* Objective: Return the lines below word for word, starting at the line containing "Where can the water spray" and ending at the line containing "column 867, row 303", with both of those lines included.

** Begin Task inputs **

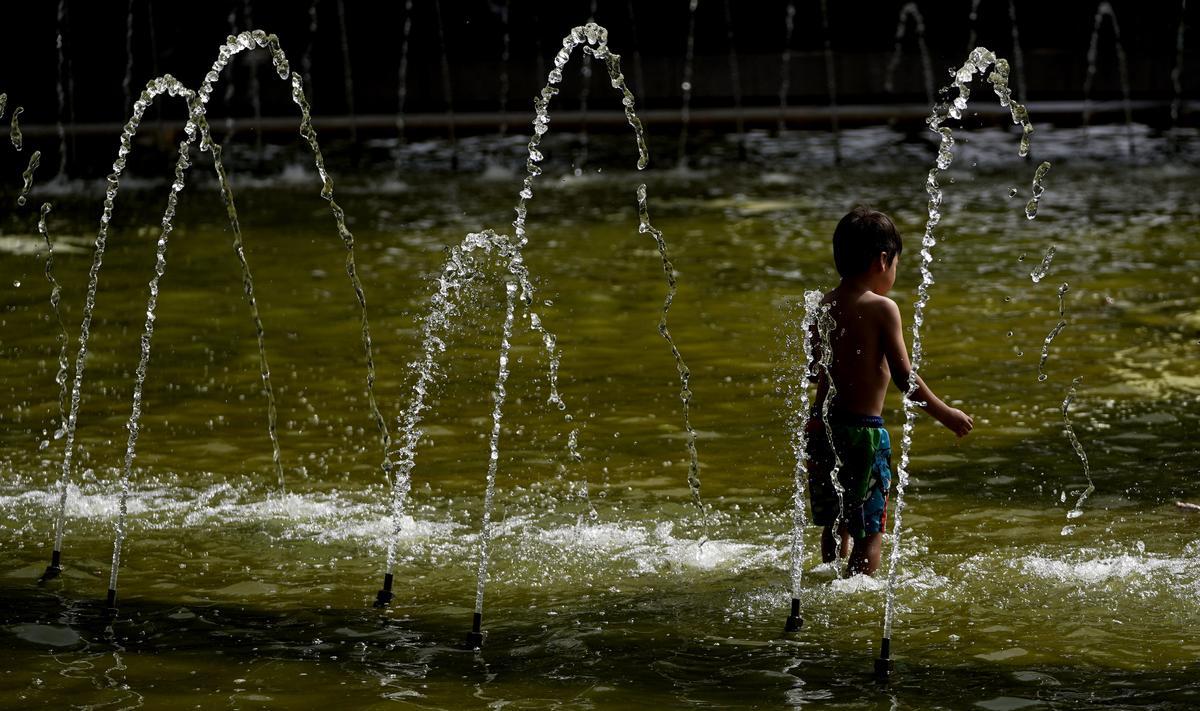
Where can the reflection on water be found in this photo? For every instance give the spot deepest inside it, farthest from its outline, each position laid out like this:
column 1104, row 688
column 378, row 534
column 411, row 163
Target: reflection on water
column 234, row 596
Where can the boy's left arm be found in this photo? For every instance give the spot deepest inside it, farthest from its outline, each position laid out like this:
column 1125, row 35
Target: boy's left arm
column 897, row 353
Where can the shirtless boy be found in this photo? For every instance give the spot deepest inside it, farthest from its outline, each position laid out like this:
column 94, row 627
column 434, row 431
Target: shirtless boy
column 868, row 351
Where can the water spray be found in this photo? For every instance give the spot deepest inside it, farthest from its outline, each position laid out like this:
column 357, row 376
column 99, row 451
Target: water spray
column 978, row 63
column 797, row 404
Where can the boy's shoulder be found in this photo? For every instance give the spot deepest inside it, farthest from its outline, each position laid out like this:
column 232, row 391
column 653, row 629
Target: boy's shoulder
column 867, row 303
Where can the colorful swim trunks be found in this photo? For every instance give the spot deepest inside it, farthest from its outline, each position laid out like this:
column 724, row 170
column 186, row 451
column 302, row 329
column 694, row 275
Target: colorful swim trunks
column 865, row 473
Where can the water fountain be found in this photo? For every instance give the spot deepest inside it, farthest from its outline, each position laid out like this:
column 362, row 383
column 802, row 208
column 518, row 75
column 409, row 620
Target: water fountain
column 978, row 63
column 503, row 99
column 15, row 135
column 457, row 272
column 197, row 127
column 581, row 157
column 1018, row 54
column 447, row 90
column 1177, row 71
column 750, row 595
column 910, row 12
column 831, row 81
column 796, row 381
column 402, row 78
column 785, row 69
column 306, row 58
column 685, row 85
column 66, row 90
column 347, row 71
column 735, row 83
column 1104, row 10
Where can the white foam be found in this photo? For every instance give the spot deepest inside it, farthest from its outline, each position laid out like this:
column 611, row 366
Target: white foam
column 1091, row 572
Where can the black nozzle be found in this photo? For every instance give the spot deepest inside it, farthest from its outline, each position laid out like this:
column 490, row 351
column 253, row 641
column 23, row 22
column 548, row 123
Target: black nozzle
column 477, row 634
column 885, row 665
column 54, row 569
column 384, row 596
column 795, row 621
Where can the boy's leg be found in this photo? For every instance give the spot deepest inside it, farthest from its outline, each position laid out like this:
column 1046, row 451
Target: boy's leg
column 828, row 547
column 829, row 544
column 865, row 557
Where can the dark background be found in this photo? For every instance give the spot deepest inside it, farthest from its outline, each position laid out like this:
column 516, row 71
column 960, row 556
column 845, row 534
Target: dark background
column 1054, row 35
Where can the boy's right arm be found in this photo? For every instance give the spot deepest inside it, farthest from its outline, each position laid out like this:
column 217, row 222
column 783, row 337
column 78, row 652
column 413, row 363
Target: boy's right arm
column 897, row 353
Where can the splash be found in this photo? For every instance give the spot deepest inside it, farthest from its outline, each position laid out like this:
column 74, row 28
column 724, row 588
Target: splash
column 826, row 324
column 978, row 63
column 493, row 448
column 645, row 227
column 15, row 136
column 1031, row 208
column 1041, row 270
column 460, row 270
column 1078, row 509
column 1054, row 332
column 27, row 177
column 797, row 404
column 197, row 126
column 167, row 84
column 60, row 377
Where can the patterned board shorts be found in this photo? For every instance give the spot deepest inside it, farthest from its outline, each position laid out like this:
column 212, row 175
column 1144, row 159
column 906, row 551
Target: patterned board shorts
column 865, row 473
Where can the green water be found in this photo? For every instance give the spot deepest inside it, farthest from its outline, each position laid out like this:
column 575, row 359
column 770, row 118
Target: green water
column 234, row 596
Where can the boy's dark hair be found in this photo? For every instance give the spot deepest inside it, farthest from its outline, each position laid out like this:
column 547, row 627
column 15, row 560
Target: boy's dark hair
column 859, row 238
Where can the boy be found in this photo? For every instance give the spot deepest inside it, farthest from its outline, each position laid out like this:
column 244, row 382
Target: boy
column 868, row 350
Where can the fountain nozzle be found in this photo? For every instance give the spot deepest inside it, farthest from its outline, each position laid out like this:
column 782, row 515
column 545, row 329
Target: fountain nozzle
column 885, row 665
column 795, row 621
column 384, row 596
column 54, row 569
column 475, row 637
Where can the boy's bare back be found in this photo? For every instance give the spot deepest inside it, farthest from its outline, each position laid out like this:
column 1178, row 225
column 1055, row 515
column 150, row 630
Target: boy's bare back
column 868, row 341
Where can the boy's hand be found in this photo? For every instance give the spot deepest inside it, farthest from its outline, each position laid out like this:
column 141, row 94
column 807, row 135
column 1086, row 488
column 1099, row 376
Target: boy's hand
column 958, row 422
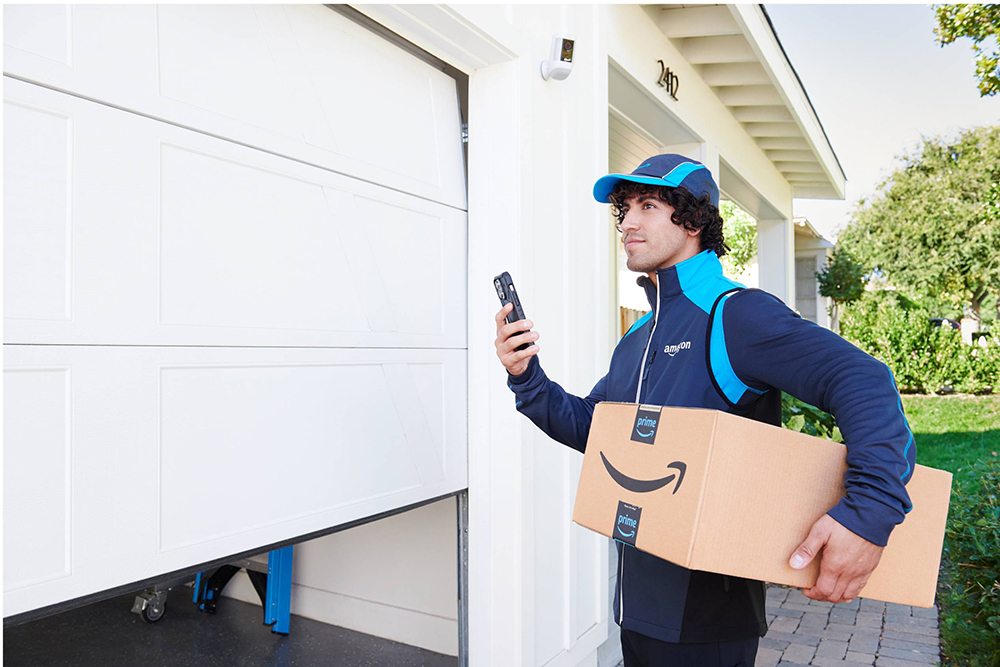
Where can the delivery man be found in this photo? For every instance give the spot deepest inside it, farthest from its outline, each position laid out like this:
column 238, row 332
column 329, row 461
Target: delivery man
column 710, row 343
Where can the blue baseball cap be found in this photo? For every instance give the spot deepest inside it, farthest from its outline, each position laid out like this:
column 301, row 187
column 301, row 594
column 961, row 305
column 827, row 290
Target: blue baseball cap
column 670, row 170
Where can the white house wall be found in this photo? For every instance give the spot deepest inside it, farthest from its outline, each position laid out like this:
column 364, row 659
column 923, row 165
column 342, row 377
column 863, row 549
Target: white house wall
column 538, row 584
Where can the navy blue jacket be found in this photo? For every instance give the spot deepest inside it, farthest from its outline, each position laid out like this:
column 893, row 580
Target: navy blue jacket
column 757, row 348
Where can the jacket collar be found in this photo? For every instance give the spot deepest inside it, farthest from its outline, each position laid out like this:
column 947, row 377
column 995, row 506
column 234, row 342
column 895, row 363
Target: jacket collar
column 681, row 277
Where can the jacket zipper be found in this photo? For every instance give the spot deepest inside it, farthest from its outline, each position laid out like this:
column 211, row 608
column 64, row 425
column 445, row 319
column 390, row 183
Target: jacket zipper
column 642, row 367
column 621, row 587
column 643, row 372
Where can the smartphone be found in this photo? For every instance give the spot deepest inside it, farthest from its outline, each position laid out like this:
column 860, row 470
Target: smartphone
column 505, row 290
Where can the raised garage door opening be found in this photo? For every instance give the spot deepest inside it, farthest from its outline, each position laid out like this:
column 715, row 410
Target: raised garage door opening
column 235, row 268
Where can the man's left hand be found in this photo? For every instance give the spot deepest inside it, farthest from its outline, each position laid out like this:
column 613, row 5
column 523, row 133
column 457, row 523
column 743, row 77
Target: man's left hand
column 847, row 562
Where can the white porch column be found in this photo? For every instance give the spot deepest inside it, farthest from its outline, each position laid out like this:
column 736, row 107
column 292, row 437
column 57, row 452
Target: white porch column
column 776, row 258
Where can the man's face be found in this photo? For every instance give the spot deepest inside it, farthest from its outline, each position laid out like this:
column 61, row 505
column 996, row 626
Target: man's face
column 651, row 238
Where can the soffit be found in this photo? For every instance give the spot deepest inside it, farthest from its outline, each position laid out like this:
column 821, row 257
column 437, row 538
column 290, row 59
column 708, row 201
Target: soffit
column 737, row 53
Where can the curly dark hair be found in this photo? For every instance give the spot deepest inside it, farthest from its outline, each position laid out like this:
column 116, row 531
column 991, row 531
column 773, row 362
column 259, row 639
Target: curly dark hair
column 690, row 212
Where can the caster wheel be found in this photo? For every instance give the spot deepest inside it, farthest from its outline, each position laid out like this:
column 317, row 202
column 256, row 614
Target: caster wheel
column 153, row 612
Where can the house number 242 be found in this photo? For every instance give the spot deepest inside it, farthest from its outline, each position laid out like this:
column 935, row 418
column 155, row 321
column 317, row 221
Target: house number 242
column 668, row 80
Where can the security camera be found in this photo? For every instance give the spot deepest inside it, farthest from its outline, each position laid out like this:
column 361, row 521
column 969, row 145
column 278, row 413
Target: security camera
column 560, row 62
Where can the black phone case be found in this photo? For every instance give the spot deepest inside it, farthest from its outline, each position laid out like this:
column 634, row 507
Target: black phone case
column 505, row 290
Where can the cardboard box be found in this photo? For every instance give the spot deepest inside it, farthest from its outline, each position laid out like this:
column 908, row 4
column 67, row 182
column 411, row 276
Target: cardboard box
column 712, row 491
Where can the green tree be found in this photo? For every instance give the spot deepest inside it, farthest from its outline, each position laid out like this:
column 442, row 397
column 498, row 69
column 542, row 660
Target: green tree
column 740, row 232
column 842, row 279
column 979, row 23
column 933, row 226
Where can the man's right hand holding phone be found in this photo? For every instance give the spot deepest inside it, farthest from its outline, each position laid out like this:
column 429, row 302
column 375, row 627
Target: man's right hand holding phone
column 507, row 343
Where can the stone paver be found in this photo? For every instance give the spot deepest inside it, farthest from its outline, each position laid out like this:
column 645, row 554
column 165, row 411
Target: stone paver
column 860, row 658
column 914, row 656
column 799, row 654
column 863, row 632
column 831, row 648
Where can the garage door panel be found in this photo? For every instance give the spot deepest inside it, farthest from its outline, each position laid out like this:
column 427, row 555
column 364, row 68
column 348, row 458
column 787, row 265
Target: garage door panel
column 300, row 81
column 159, row 457
column 36, row 480
column 38, row 172
column 124, row 230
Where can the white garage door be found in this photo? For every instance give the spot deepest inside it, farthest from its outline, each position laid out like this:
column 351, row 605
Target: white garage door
column 234, row 286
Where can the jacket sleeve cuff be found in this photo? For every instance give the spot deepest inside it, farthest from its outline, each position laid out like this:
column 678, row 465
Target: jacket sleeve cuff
column 875, row 524
column 528, row 375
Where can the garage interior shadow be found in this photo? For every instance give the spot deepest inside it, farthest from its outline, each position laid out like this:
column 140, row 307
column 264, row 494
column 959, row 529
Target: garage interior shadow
column 108, row 634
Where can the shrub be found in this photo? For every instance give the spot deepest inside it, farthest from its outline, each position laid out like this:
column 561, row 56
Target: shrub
column 969, row 591
column 804, row 418
column 923, row 357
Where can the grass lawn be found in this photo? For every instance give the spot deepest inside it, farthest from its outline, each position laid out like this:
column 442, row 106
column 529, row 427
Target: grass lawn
column 952, row 432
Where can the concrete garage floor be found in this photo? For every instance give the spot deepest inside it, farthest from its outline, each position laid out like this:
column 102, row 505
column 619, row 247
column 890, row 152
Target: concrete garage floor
column 108, row 634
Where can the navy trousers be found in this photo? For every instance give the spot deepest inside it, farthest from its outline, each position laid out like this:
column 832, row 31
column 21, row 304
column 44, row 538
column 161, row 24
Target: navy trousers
column 642, row 651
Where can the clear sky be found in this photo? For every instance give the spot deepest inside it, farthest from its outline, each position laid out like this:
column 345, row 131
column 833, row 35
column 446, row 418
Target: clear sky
column 878, row 80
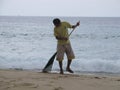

** End Task inputs **

* Answer in full:
Where can the water spray be found in this photo? For every instance give the spot deepest inside it, farthest from its outline, each position laid out like this:
column 357, row 376
column 99, row 451
Target: water spray
column 978, row 63
column 797, row 404
Where can the boy's shoulder be found in this photo? For every instance give the spot deepest inside it, farthest from its outline, each position laid out like this:
column 232, row 391
column 653, row 629
Target: boy's shoulder
column 867, row 303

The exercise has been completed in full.